RECORD EXTRACTS:
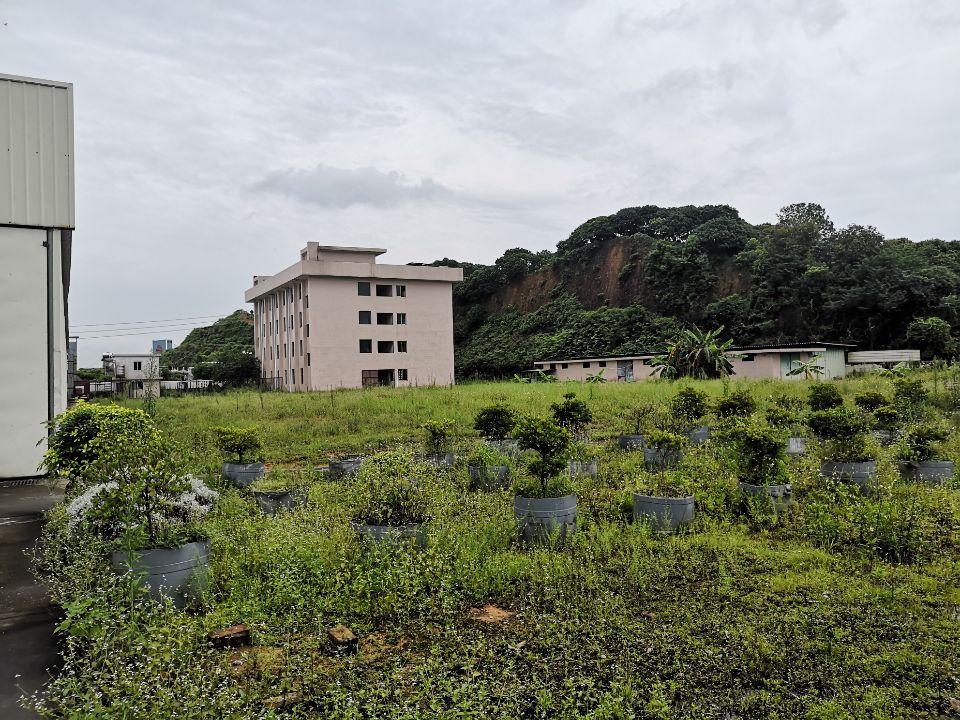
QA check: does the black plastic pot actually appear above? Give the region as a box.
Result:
[350,521,427,547]
[110,540,210,608]
[617,435,647,450]
[643,447,683,470]
[513,493,577,543]
[820,460,877,492]
[633,493,696,532]
[328,456,363,480]
[567,460,597,478]
[900,460,953,485]
[223,462,264,488]
[740,480,793,512]
[467,465,510,490]
[253,488,307,515]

INSTRUCTIONS TO FOLLOW:
Change "black plastic pot" to "green ceramic pot" in the item above and write out its text again, leaving everything else the same. Omit the picture.

THE SOLUTION:
QA check: does the green ceramic pot actually appear above? Give the region as a box.
Result:
[350,521,427,547]
[110,540,210,608]
[617,435,647,450]
[643,447,683,470]
[513,493,577,543]
[820,460,877,492]
[633,493,696,532]
[328,456,363,480]
[567,460,597,478]
[900,460,953,485]
[223,462,264,488]
[740,480,793,512]
[467,465,510,490]
[253,488,307,515]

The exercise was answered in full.